### What the task requires
All of the listing must be given again exactly, except that the images are dropped.

### Input
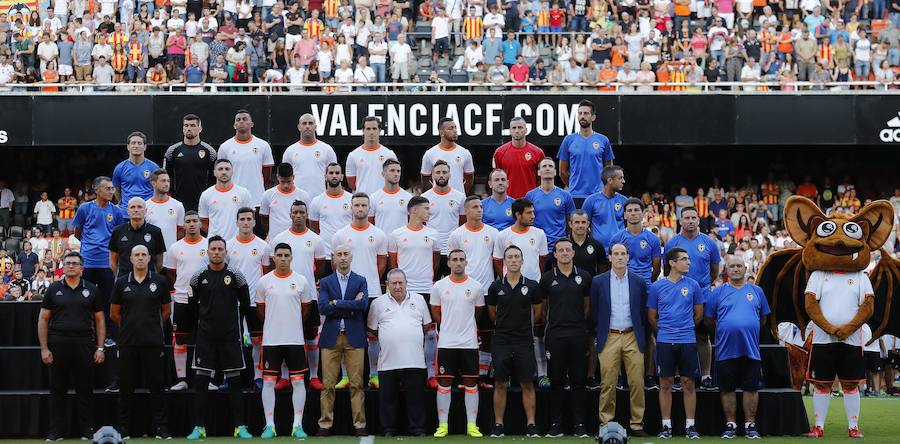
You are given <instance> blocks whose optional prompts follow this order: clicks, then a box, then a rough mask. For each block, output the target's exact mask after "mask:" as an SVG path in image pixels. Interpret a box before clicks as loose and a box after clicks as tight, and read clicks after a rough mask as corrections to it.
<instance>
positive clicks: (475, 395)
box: [465, 386, 478, 424]
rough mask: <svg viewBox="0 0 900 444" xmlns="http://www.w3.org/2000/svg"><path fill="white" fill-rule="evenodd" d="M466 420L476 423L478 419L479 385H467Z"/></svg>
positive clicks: (466, 389) (472, 422)
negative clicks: (478, 385) (472, 385)
mask: <svg viewBox="0 0 900 444" xmlns="http://www.w3.org/2000/svg"><path fill="white" fill-rule="evenodd" d="M465 400H466V422H467V423H469V424H475V422H476V421H477V420H478V387H477V386H476V387H469V386H466V396H465Z"/></svg>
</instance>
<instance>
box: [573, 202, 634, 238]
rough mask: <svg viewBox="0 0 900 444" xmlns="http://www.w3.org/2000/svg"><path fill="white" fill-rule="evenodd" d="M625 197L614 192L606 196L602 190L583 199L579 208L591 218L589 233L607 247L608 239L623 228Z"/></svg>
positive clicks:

### Exercise output
You are given <instance> blocks whose optional prompts follow this order: clicks, then a box, then a rough mask. For each block, output the target's exact mask after "mask:" as an SVG path in image pixels. Interpret a box before clicks as loose and a box after clicks as tight, and read clicks after a rough mask as corrections to it.
<instance>
positive clicks: (475, 395)
box: [465, 386, 478, 424]
rough mask: <svg viewBox="0 0 900 444" xmlns="http://www.w3.org/2000/svg"><path fill="white" fill-rule="evenodd" d="M466 420L476 423L478 419L479 385H467Z"/></svg>
positive clicks: (466, 389) (472, 422)
negative clicks: (478, 385) (472, 385)
mask: <svg viewBox="0 0 900 444" xmlns="http://www.w3.org/2000/svg"><path fill="white" fill-rule="evenodd" d="M465 400H466V422H467V423H469V424H475V422H476V421H477V420H478V387H477V386H476V387H469V386H466V396H465Z"/></svg>
</instance>
<instance>
box: [573, 202, 634, 238]
rough mask: <svg viewBox="0 0 900 444" xmlns="http://www.w3.org/2000/svg"><path fill="white" fill-rule="evenodd" d="M625 197L614 192L606 196L602 190L583 199L579 208L591 218L589 233L607 247L608 239L623 228Z"/></svg>
positive clicks:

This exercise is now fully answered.